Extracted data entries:
--- START ---

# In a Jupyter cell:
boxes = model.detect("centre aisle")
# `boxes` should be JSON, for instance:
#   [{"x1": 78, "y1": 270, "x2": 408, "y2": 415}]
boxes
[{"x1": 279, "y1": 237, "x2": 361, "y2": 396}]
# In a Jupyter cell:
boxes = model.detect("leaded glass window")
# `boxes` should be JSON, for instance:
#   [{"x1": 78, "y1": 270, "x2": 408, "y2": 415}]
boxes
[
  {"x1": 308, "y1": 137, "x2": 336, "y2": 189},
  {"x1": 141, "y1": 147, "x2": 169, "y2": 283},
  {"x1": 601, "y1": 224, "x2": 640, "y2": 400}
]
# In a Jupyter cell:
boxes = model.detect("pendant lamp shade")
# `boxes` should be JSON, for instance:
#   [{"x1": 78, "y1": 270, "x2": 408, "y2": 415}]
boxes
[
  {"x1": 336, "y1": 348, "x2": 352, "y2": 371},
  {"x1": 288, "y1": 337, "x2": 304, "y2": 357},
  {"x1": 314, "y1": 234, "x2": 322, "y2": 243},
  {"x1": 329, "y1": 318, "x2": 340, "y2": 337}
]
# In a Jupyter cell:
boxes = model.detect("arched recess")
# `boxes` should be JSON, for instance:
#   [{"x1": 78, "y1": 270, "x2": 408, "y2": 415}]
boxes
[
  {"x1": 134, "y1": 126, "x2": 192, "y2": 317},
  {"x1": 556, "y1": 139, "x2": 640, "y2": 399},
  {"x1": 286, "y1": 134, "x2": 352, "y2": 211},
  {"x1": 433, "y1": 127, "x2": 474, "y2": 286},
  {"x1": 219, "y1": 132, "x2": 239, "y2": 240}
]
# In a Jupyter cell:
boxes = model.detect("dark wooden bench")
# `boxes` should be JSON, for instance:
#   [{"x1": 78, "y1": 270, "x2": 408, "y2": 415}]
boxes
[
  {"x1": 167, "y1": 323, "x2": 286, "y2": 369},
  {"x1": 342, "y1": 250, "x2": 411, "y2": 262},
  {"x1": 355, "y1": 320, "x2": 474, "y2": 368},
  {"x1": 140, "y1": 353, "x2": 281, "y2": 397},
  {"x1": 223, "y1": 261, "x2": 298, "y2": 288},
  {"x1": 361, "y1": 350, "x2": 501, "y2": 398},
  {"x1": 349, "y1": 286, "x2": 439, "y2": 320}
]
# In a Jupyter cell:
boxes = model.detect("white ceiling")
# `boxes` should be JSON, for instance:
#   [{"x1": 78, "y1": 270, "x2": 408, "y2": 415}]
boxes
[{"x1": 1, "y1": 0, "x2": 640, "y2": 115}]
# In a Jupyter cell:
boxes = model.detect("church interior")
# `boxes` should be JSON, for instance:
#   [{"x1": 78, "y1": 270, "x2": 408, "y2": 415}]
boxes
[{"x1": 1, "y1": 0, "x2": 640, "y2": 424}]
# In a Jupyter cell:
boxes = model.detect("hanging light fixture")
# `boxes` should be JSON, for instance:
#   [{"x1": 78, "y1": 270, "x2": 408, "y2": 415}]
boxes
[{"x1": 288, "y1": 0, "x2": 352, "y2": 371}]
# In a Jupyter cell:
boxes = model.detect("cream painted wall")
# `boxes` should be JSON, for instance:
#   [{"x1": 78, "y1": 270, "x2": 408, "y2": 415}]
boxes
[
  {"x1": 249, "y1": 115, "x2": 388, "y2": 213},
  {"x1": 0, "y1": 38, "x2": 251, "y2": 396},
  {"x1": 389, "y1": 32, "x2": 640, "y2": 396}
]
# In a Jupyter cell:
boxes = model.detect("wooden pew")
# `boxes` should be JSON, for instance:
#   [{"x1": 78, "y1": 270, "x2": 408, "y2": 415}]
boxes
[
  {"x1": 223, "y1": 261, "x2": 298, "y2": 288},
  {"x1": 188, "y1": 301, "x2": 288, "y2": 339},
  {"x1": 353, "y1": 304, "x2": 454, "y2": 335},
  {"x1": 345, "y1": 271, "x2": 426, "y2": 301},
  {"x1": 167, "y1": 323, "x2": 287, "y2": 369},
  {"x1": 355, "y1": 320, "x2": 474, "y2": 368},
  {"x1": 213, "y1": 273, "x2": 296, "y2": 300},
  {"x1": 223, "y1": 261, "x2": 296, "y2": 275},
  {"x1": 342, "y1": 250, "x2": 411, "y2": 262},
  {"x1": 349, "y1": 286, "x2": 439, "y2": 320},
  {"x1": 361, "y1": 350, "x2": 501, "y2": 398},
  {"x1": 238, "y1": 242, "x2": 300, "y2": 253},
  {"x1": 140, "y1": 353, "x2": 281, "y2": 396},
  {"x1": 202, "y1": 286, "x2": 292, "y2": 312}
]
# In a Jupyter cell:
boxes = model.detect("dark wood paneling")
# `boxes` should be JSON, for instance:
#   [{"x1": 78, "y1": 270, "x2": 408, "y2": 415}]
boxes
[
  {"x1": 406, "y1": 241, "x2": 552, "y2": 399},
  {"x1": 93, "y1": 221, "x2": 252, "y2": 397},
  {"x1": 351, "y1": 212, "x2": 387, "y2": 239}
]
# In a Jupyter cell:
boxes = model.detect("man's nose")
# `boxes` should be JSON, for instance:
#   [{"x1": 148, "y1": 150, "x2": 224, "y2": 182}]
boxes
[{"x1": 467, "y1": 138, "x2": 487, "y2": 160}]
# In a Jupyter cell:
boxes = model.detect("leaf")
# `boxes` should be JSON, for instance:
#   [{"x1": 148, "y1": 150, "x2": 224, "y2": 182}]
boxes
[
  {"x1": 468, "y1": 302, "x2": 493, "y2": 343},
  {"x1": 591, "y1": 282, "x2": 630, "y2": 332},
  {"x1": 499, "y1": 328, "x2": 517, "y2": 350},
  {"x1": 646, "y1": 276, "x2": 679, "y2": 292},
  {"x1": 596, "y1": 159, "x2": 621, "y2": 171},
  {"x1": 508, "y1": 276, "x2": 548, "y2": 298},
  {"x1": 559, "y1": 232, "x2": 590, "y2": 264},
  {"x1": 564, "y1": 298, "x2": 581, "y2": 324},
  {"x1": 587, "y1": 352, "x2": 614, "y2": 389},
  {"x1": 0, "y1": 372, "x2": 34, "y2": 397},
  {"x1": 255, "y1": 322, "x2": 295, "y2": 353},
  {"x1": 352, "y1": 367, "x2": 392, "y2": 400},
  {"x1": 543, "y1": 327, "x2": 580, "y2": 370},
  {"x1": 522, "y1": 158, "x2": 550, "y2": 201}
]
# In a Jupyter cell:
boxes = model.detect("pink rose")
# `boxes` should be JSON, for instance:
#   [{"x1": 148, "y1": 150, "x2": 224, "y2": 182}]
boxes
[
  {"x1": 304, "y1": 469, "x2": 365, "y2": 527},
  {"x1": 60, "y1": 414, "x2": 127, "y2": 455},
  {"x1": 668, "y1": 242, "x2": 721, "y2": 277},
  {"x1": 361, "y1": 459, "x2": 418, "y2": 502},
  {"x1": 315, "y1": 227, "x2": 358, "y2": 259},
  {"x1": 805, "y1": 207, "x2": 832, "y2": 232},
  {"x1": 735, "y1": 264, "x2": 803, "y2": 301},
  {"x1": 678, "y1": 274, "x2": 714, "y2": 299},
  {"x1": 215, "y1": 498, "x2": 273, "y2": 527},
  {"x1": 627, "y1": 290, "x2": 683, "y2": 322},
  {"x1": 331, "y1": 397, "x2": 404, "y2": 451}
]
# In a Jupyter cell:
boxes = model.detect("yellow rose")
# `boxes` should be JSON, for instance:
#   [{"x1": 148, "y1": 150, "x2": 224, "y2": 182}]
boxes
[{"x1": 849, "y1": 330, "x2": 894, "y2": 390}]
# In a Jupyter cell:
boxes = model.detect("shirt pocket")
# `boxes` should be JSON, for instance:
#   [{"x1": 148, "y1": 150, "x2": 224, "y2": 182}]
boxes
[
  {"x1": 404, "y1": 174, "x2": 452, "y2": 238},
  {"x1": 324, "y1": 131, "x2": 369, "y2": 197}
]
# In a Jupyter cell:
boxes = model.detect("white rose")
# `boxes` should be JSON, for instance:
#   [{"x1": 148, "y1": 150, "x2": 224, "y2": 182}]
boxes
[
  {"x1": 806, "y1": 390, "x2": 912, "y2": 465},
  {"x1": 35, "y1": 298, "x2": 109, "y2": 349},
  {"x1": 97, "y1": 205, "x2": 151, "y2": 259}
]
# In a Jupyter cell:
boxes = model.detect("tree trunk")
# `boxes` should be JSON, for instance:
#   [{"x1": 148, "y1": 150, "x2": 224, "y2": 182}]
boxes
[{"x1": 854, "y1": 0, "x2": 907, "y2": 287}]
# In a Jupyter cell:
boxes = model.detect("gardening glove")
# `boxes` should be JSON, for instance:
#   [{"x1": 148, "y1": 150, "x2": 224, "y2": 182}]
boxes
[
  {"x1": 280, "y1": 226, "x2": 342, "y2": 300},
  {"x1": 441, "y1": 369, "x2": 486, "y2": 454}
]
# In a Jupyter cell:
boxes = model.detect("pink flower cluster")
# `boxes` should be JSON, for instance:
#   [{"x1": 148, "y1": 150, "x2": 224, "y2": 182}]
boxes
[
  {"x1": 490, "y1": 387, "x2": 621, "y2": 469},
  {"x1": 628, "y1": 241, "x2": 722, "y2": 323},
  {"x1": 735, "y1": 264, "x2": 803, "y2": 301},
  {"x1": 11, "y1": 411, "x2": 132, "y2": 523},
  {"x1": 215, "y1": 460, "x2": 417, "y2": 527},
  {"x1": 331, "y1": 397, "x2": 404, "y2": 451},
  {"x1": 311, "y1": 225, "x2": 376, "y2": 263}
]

--- END ---

• **What this task involves**:
Which of the lines above include the word "pink"? Copy each of them.

• **Response area**:
boxes = model.detect("pink rose")
boxes = model.detect("pink flower cluster")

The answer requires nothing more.